Exercise prompt:
Scan the material below for lines with the word "Target" and reply with how many there are, nothing else.

Task inputs Start Marker

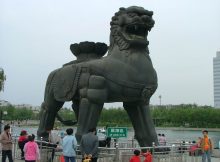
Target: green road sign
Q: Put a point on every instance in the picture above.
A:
(116, 132)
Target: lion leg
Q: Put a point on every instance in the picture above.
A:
(49, 109)
(142, 122)
(91, 104)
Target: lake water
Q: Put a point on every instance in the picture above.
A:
(171, 135)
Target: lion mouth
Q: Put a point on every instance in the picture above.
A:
(136, 31)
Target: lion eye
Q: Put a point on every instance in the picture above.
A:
(132, 14)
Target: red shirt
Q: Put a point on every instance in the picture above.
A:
(22, 138)
(148, 157)
(135, 159)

Task inputs End Marker

Response area:
6